### Work to complete
Change "pixel coordinates" to "image coordinates" in the part of the listing that opens with the line containing "of the stone" and closes with the line containing "[(450, 207)]". Write out only those lines, with everything else left as it stands.
>>>>>
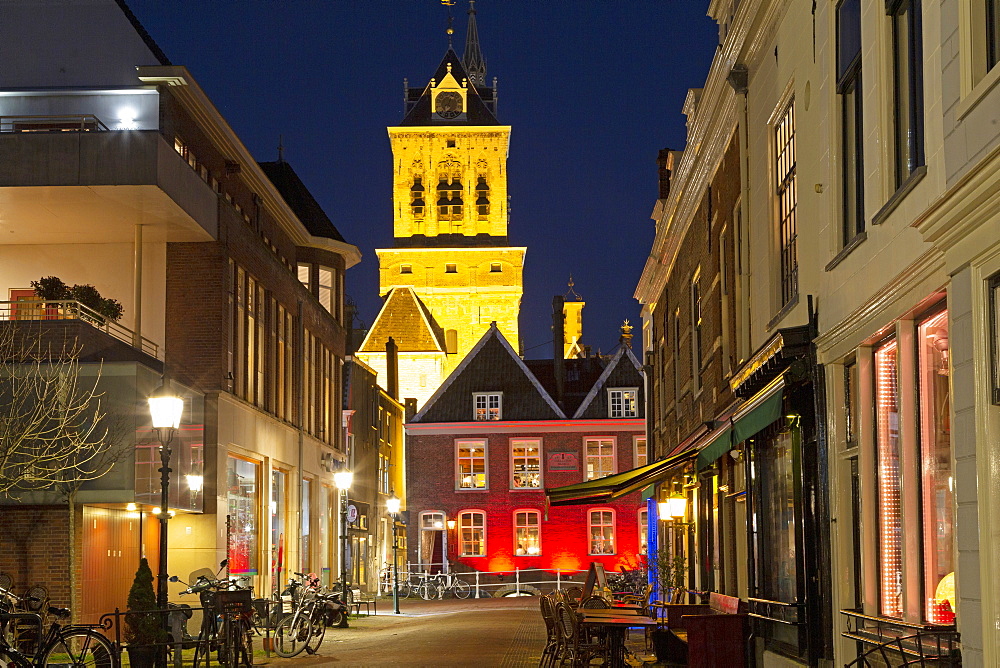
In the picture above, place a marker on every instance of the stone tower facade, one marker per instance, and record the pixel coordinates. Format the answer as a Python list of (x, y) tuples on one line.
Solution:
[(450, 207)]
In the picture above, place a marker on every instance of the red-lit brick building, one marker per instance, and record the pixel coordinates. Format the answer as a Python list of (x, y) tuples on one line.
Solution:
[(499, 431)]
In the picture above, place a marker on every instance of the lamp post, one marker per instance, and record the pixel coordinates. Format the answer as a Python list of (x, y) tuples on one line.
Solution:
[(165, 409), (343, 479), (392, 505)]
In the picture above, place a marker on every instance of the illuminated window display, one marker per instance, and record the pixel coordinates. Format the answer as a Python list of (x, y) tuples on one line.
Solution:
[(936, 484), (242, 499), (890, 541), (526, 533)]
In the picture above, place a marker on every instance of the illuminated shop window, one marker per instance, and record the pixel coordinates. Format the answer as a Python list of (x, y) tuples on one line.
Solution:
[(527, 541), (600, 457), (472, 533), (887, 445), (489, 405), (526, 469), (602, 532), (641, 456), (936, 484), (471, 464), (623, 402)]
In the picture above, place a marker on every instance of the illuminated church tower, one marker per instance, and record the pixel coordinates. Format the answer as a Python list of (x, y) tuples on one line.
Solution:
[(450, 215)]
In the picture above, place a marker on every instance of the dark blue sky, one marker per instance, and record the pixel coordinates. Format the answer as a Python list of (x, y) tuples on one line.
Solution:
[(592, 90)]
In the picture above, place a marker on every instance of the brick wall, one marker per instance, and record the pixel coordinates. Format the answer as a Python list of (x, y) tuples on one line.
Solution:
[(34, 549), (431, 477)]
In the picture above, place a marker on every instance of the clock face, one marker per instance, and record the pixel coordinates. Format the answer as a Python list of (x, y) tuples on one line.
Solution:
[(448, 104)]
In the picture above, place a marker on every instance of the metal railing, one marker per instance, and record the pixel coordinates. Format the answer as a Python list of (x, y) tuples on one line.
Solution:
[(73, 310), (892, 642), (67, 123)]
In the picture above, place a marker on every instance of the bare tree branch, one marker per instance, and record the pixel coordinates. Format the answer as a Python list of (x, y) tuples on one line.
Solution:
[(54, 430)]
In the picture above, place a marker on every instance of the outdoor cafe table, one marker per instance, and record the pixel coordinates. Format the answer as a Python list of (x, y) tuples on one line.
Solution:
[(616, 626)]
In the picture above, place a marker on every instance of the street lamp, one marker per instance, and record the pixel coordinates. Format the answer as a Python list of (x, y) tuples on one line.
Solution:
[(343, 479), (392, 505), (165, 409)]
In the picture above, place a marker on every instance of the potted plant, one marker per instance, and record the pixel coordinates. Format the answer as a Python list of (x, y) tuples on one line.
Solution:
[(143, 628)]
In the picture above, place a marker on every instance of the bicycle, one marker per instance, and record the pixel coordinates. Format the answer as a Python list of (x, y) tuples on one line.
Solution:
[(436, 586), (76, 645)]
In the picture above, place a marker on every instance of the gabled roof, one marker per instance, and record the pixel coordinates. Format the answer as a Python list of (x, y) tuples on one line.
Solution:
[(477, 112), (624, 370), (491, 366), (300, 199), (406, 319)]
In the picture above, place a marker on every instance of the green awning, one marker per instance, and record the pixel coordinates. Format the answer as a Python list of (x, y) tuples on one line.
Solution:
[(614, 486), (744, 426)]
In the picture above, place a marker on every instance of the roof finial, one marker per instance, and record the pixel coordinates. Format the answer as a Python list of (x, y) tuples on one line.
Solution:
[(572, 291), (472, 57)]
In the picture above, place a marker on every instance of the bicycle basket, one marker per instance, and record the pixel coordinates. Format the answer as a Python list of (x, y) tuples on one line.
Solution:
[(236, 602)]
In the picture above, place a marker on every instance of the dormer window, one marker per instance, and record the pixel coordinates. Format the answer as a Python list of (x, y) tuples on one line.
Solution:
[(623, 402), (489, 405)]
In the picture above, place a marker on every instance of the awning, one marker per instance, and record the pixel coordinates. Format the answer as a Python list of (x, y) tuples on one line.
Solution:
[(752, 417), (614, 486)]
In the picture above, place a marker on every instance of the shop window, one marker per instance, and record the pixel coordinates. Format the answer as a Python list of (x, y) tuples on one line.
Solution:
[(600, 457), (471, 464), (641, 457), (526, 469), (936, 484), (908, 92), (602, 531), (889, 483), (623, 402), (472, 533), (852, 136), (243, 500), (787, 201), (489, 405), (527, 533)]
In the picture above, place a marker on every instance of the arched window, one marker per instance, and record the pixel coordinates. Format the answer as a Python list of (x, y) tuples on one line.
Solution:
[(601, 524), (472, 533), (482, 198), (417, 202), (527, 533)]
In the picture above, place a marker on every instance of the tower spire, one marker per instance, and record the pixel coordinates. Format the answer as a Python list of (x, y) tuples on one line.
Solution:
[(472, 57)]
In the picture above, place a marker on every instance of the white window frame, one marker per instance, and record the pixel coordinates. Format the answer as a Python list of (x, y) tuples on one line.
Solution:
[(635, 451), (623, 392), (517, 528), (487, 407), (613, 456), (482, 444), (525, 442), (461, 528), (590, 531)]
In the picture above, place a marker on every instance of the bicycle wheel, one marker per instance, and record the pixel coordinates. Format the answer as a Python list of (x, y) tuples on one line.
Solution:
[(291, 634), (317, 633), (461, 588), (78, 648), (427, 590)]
<<<<<
>>>>>
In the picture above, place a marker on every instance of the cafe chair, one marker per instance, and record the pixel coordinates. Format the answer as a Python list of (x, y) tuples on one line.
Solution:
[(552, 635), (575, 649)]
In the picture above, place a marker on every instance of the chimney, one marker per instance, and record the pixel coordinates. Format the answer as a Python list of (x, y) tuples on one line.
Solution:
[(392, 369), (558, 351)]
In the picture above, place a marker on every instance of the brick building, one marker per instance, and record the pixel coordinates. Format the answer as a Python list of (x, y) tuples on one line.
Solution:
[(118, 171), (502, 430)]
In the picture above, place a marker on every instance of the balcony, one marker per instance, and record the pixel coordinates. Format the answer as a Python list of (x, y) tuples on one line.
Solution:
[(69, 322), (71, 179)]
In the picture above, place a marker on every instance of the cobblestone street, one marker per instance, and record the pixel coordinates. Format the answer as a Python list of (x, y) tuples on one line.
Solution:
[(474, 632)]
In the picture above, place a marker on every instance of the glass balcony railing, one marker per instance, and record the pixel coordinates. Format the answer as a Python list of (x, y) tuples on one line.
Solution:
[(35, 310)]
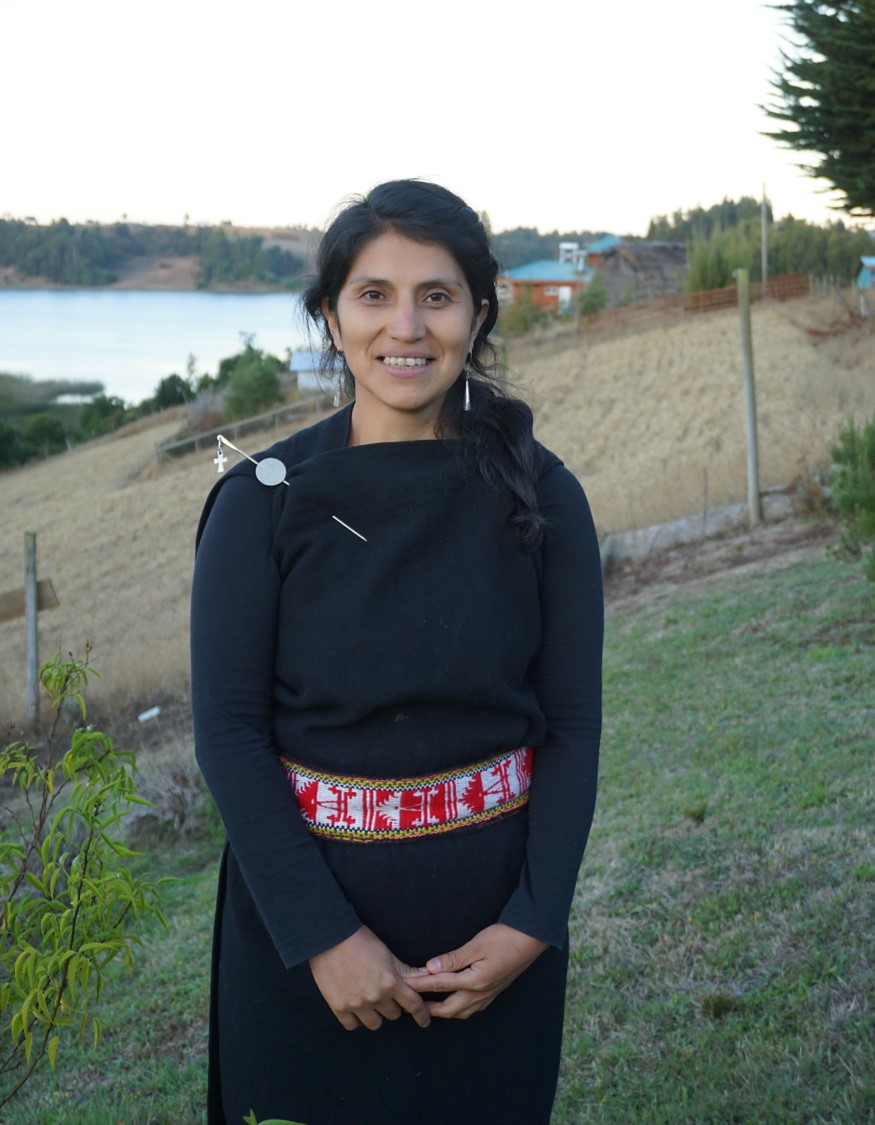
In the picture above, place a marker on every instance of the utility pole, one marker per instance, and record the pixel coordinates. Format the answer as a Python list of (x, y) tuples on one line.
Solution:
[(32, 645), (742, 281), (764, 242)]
<<<<<
>>>>>
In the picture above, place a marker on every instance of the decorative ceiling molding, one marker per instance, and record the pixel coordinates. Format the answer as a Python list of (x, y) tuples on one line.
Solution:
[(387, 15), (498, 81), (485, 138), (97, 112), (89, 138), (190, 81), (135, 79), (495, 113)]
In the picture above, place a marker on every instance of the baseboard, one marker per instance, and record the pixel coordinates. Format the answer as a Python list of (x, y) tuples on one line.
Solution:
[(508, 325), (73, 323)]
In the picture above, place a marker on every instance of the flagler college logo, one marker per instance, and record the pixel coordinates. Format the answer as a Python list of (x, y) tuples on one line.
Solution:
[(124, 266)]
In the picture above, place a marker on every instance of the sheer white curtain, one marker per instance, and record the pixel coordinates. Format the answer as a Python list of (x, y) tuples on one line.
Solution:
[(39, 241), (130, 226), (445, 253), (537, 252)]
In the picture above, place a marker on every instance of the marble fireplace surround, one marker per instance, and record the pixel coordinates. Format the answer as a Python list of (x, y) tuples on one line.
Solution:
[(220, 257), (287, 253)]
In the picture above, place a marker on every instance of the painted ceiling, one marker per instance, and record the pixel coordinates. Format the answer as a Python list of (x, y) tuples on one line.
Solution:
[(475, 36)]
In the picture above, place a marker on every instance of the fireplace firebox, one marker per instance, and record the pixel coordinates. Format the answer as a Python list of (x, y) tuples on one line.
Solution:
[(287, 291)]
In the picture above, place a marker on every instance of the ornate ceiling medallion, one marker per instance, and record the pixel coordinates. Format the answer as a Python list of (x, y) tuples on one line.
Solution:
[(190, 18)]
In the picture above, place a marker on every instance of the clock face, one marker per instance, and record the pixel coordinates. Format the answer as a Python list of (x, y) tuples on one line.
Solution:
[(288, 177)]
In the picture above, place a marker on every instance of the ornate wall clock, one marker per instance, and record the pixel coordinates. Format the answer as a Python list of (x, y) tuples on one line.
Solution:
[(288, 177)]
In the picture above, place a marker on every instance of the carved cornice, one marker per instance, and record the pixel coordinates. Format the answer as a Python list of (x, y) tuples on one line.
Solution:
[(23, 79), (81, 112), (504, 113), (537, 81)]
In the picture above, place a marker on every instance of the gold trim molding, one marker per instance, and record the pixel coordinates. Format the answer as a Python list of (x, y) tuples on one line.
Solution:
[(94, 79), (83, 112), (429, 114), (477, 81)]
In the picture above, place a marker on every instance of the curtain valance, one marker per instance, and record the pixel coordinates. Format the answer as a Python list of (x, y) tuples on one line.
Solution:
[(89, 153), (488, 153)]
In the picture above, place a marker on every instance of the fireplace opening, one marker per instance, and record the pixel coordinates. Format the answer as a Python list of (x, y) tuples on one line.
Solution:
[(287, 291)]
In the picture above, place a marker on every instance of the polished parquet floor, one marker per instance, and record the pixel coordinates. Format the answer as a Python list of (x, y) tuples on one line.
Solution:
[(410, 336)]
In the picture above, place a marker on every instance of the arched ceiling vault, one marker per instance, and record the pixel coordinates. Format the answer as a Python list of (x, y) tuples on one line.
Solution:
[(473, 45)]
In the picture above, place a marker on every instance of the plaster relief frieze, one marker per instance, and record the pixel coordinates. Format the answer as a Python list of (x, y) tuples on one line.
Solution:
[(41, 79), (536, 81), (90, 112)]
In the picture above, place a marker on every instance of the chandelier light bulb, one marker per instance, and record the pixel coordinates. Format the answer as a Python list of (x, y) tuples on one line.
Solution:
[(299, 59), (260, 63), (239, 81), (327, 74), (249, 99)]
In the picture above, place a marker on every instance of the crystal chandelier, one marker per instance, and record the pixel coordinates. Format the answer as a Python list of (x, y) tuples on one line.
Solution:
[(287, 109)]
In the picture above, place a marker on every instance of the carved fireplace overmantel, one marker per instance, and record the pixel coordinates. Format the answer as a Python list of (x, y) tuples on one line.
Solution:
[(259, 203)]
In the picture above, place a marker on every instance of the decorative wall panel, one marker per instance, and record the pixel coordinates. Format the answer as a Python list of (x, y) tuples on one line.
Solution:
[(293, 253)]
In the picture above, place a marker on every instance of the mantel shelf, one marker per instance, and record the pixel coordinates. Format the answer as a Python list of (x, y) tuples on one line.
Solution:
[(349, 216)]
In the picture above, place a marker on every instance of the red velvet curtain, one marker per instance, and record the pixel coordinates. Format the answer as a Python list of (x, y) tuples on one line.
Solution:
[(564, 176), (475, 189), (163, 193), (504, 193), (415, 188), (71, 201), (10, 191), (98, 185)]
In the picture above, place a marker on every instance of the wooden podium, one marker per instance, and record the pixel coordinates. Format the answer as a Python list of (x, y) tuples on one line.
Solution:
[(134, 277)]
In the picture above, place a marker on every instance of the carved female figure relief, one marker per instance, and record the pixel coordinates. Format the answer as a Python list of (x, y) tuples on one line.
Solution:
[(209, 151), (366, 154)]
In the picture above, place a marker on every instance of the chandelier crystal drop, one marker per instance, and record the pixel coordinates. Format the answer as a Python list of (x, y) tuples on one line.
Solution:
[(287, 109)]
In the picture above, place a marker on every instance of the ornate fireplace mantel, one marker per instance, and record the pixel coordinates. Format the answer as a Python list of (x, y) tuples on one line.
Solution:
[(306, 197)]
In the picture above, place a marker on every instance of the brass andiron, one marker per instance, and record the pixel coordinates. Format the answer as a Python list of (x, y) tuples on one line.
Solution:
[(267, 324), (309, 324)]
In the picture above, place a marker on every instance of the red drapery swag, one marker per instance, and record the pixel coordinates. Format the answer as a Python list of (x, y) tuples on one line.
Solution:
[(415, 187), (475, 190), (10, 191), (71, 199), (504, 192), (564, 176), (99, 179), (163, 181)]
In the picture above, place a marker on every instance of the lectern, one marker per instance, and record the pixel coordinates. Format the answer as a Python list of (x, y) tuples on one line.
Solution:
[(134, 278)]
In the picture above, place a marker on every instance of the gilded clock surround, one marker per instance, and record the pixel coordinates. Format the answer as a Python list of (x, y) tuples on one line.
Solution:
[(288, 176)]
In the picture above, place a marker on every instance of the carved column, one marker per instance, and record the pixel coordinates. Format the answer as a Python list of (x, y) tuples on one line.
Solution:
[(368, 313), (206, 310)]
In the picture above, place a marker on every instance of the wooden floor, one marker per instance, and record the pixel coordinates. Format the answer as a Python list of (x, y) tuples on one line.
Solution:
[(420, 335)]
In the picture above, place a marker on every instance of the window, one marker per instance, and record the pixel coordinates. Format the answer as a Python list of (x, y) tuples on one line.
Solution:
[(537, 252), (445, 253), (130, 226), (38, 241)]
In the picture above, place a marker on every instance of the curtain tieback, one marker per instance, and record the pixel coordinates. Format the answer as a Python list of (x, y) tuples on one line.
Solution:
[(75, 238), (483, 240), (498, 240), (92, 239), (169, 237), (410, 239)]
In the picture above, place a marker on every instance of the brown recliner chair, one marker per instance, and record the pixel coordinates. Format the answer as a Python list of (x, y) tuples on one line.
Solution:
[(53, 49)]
<<<<<
### Task output
In the picture above, place a marker on every instance of the stone tower facade, one marker per instance, and record the image coordinates. Format the answer as a Python list of (x, y) tuples on one line.
Solution:
[(450, 207)]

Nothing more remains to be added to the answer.